Data records:
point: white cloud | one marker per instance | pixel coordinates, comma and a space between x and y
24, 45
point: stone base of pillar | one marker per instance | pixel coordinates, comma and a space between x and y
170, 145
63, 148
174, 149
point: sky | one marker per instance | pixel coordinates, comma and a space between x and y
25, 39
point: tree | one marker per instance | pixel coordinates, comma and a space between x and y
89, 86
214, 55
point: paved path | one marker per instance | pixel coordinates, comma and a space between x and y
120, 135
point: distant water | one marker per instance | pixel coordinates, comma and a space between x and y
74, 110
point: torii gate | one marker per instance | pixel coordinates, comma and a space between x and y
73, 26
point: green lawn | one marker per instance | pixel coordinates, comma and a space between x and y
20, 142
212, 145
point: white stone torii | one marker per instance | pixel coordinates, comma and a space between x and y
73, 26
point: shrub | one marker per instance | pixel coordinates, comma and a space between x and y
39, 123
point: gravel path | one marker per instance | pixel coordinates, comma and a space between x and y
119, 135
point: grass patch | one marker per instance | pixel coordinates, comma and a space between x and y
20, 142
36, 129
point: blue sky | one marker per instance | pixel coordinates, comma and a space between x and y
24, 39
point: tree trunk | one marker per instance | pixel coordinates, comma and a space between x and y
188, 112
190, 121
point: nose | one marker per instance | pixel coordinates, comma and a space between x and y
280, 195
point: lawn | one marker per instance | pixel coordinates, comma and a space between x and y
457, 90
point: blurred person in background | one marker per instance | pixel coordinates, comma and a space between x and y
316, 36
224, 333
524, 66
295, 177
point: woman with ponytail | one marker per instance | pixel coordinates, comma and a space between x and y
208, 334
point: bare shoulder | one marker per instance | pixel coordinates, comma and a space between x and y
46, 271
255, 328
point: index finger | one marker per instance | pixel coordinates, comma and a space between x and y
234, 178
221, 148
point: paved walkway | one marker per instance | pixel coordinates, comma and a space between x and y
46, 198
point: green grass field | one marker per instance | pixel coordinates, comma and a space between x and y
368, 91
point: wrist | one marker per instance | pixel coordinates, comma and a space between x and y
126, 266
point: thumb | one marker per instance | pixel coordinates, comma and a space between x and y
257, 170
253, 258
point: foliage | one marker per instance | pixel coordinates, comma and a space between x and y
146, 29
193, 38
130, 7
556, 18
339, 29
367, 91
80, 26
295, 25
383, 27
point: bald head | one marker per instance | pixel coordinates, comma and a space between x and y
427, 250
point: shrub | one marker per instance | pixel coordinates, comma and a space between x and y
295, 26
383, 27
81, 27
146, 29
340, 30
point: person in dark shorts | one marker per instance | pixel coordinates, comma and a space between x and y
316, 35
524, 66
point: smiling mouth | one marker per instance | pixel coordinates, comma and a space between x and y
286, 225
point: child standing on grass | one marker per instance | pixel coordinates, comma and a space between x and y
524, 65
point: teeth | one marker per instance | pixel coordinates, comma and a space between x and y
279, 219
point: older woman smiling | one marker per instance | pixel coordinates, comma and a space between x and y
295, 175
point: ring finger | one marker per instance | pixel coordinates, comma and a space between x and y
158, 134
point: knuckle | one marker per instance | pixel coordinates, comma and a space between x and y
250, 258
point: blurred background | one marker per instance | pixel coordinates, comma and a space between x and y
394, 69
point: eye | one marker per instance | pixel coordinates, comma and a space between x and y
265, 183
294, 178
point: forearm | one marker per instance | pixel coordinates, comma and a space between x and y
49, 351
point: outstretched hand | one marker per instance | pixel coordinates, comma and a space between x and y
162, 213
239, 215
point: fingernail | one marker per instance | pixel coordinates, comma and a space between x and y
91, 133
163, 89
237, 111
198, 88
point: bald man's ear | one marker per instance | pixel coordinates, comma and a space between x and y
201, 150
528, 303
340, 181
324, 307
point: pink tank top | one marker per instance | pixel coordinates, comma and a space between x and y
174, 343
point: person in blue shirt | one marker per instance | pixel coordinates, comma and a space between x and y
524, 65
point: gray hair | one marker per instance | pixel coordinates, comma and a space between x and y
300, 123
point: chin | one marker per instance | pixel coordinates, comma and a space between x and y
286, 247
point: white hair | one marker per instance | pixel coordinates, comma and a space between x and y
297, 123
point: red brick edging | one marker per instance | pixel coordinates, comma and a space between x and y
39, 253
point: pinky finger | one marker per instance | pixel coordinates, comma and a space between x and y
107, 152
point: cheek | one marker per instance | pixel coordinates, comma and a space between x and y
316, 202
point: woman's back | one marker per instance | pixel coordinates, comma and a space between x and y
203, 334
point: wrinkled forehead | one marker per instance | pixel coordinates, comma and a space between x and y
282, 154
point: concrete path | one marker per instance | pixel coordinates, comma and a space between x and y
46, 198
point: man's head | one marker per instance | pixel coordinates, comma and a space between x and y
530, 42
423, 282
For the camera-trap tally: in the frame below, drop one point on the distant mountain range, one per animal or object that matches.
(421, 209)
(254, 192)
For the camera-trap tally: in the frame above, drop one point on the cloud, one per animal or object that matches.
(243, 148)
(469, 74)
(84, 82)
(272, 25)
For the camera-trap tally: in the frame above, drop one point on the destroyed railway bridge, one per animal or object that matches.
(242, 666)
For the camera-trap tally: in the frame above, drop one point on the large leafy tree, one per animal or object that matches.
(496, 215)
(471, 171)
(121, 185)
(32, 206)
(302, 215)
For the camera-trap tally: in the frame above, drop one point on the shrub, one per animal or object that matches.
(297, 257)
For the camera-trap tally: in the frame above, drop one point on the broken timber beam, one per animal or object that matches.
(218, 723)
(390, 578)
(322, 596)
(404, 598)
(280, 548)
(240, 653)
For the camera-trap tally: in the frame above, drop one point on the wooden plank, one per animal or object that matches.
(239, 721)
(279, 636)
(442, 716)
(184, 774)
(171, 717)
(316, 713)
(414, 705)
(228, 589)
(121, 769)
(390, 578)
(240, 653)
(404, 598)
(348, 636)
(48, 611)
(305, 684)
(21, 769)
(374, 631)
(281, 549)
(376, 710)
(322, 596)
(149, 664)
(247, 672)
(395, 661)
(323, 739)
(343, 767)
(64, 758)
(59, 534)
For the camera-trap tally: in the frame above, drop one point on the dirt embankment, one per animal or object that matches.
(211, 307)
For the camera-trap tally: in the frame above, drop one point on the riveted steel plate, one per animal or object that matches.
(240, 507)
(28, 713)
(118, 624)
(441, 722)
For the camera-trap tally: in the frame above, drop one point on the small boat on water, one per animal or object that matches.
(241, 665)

What the task asks:
Repeat the whole listing word for word.

Result of this task:
point: white cloud | one marker per instance | pixel coordinates, comma and a space between x and y
24, 45
point: stone base of pillar | one marker per instance | pixel coordinates, comma and a space between x and y
170, 145
63, 148
174, 149
point: sky | one marker per instance | pixel coordinates, comma and a space between x and y
25, 39
point: tree | one marker per instance | pixel coordinates, comma and a space between x and y
89, 86
214, 55
point: paved path | one marker per instance | pixel coordinates, comma and a space between x and y
120, 135
point: distant water | one marker per instance | pixel coordinates, comma and a space between x and y
74, 110
point: torii gate | one marker per instance | pixel coordinates, comma and a space between x and y
73, 26
point: green lawn | one marker per instance | pixel coordinates, comma and a space between x and y
20, 142
212, 145
point: white stone torii | one marker per instance | pixel coordinates, comma and a space between x and y
73, 26
point: shrub | one marker per instance | pixel coordinates, comma and a space between x and y
39, 123
point: gravel path | one marker per instance | pixel coordinates, comma and a space between x and y
119, 135
point: grass patch | one marker per instance | pixel coordinates, comma and a space between x and y
20, 142
36, 129
point: blue sky | one marker per instance | pixel coordinates, comma and a space between x and y
24, 39
point: tree trunk | one marker per instance | pixel coordinates, comma and a space between x and y
188, 112
190, 121
point: nose | one marker per instance | pixel coordinates, comma and a space between x and y
280, 195
point: lawn | one marker per instance | pixel coordinates, comma and a space between x and y
457, 90
point: blurred person in background | one marker per instance | pixel coordinates, comma and a space between x and y
316, 36
224, 333
524, 66
295, 177
point: woman with ponytail | one marker per instance | pixel coordinates, comma and a space between x and y
208, 334
point: bare shoulder | one marker per instance | pixel coordinates, comma and a space between x and y
46, 271
255, 328
point: index finger | one marker per instance | pixel coordinates, comma and a space between x and y
234, 178
221, 148
point: paved walkway | one marker per instance | pixel coordinates, comma and a space between x and y
46, 198
point: green grass field | one marker per instance | pixel coordinates, comma and a space between x and y
368, 91
point: wrist | one marker per instance | pixel coordinates, comma and a space between x and y
126, 266
point: thumb | one marker per instance | pixel coordinates, comma and a space between x and y
257, 170
253, 258
point: foliage | one marker per instance | pixel coordinates, comma and a space between x and y
146, 29
193, 38
130, 7
556, 18
339, 29
367, 91
80, 26
295, 25
383, 27
point: bald head | one marker per instance | pixel coordinates, comma and a space between x and y
427, 250
point: shrub | one marker per instance | pixel coordinates, comma and a space between x and y
295, 26
383, 27
81, 27
146, 29
340, 30
point: person in dark shorts | one marker per instance | pixel coordinates, comma and a space between x and y
316, 35
524, 66
point: smiling mouth | one marker per instance | pixel coordinates, comma and a space between x and y
286, 225
point: child standing on grass | one marker per instance | pixel coordinates, comma and a space between x and y
524, 65
point: teeth | one marker per instance | pixel coordinates, comma and a space between x and y
279, 219
point: older woman smiling | one marker per instance | pixel coordinates, comma and a space between x and y
295, 175
point: ring finger | one marker per instance | pixel coordinates, comma and a space between x and y
158, 134
point: knuckle | one marker per instance | pixel coordinates, comma and a space between x and y
250, 258
point: blurred background | one marker per instance | pixel coordinates, comma and a space between x and y
394, 69
point: eye | one marker per instance | pixel coordinates, comma and a space between x and y
265, 183
294, 178
point: forearm | one marker per instance | pixel coordinates, comma and a space between x and y
49, 351
point: outstretched hand | one marker per instance | pixel coordinates, comma and a space between x and y
162, 213
239, 215
point: fingernail | one marker per instance | pixel coordinates, comma and a space between x and y
91, 133
163, 89
237, 111
198, 88
point: bald man's ear | one marker per instance | pixel coordinates, comma and a space between x and y
201, 150
528, 303
340, 181
324, 307
point: pink tank top | one marker per instance | pixel coordinates, comma and a space between x and y
174, 343
point: person in blue shirt | one marker per instance | pixel coordinates, comma and a space between x and y
524, 65
point: gray hair | one marker per instance | pixel coordinates, comma and a space between x and y
300, 123
point: chin | one marker per instance | pixel coordinates, comma and a space between x and y
286, 247
point: white hair | one marker per instance | pixel coordinates, comma and a space between x and y
297, 123
point: red brick edging | one marker per instance | pixel coordinates, comma and a space between x and y
39, 253
point: pinky finger | one marker per instance | pixel coordinates, comma and a space between x and y
107, 152
point: cheek | one marker per instance | pixel coordinates, comma and a space between x and y
316, 202
point: woman's back | one marker per instance | pixel coordinates, comma and a space between x and y
203, 334
point: wrinkled forehead | one marker per instance | pixel coordinates, comma and a space between x and y
282, 154
point: concrete path | one marker per instance | pixel coordinates, comma and a space between x and y
46, 198
point: man's head | one marker per instance | pixel coordinates, comma and a space between x and y
530, 42
423, 282
For the camera-trap tally: in the frame below, drop one point on the distant mountain range, one per animal or object that matches.
(421, 209)
(254, 192)
For the camera-trap tally: in the frame above, drop one point on the cloud, one per animal or object that matches.
(243, 148)
(469, 74)
(84, 82)
(272, 25)
For the camera-trap tally: in the frame above, drop one point on the destroyed railway bridge, one per animal or object that matches.
(242, 666)
For the camera-trap tally: in the frame above, drop one point on the large leafy tree, one per animal or object that matches.
(496, 215)
(471, 171)
(121, 185)
(32, 206)
(302, 215)
For the camera-trap tally: in the frame above, drop one point on the shrub, one per animal or object that matches.
(297, 257)
For the camera-trap tally: in the frame above, drop one point on the broken timber beam, one per animal or object that matches.
(218, 723)
(390, 578)
(322, 596)
(404, 598)
(280, 548)
(240, 653)
For the camera-trap tally: in the frame above, drop one point on the wooden plank, one per animal or object that matches.
(239, 721)
(279, 636)
(442, 716)
(184, 774)
(171, 717)
(316, 713)
(414, 705)
(228, 589)
(121, 769)
(390, 578)
(240, 653)
(404, 598)
(348, 636)
(48, 611)
(305, 684)
(21, 769)
(374, 631)
(281, 549)
(376, 710)
(322, 596)
(149, 664)
(247, 672)
(395, 661)
(323, 739)
(343, 767)
(64, 758)
(59, 534)
For the camera-trap tally: in the frame above, drop one point on the dirt embankment, one per animal or object that matches.
(211, 307)
For the camera-trap tally: in the frame above, drop one point on the riveted steel plate, one per animal or object that matches.
(240, 507)
(28, 713)
(118, 624)
(441, 722)
For the camera-trap tally: in the frame above, drop one point on the small boat on water, one per animal or object that matches.
(241, 665)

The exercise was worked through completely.